(Beginning of Provided records)
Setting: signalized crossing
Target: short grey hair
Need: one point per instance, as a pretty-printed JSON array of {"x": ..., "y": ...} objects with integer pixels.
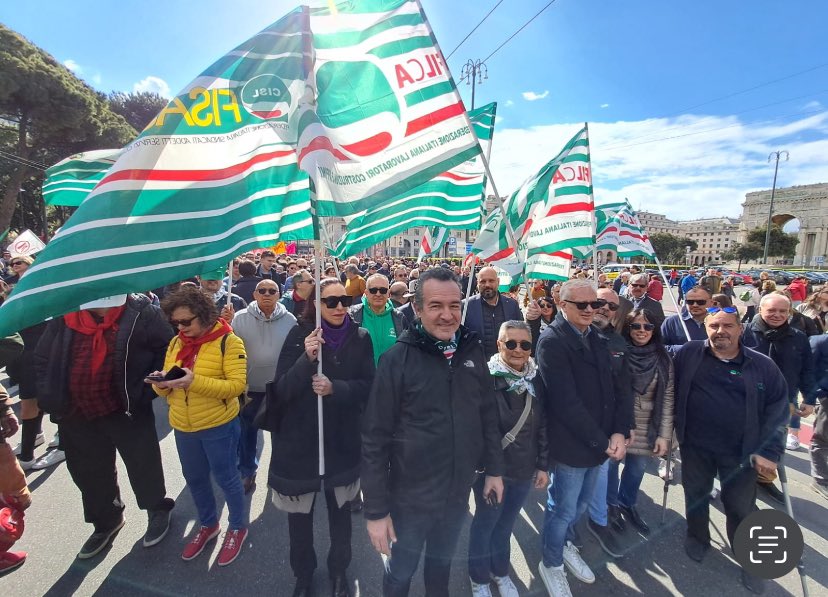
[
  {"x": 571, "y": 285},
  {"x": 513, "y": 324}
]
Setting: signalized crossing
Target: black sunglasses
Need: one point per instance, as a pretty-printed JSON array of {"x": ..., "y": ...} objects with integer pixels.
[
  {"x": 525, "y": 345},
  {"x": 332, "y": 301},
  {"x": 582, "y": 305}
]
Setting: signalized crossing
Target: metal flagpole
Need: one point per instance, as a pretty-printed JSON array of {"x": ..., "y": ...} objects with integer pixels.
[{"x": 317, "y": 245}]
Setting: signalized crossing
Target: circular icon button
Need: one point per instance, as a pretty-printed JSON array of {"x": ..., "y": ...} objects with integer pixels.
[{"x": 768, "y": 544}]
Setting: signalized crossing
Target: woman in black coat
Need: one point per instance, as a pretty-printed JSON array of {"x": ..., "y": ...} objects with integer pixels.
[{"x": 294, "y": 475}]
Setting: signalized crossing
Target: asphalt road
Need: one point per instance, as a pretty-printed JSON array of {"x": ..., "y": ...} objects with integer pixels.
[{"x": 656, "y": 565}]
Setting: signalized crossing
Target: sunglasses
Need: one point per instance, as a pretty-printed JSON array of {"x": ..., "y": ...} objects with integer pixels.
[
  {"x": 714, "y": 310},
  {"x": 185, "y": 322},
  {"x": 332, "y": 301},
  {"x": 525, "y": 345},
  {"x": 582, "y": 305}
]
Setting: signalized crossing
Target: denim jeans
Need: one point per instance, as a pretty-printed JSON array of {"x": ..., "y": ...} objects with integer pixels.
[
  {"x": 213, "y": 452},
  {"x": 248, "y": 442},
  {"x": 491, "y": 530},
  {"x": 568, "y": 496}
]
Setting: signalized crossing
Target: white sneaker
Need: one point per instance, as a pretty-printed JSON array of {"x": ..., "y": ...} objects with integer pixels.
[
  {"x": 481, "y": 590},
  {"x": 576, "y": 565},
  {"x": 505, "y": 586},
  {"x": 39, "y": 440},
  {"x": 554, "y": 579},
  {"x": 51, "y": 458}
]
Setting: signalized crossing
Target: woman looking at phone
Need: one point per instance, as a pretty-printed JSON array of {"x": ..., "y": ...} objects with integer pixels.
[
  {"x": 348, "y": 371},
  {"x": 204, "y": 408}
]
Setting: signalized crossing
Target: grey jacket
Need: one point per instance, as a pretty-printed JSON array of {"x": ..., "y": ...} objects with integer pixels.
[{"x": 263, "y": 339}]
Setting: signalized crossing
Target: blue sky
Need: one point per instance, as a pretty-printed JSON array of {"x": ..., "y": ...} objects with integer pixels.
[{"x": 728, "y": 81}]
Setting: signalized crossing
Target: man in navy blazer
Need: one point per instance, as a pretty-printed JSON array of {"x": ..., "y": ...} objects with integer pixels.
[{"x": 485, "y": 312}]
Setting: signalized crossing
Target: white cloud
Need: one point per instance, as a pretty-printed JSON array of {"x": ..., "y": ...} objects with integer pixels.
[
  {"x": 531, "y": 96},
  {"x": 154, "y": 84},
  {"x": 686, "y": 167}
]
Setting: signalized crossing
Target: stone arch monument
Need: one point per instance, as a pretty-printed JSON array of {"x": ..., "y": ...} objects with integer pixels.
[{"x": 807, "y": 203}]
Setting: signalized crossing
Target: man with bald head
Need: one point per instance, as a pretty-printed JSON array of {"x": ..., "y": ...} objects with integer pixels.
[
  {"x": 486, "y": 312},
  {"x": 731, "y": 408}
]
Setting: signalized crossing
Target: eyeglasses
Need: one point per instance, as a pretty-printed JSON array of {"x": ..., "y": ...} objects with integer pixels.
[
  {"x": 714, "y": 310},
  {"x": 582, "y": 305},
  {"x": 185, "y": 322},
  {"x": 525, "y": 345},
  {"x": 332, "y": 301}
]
(End of Provided records)
# What is needed
Lines of the material that contain the word "white" are to be gathered.

# Answer box
Target: white sneaker
Target: white cloud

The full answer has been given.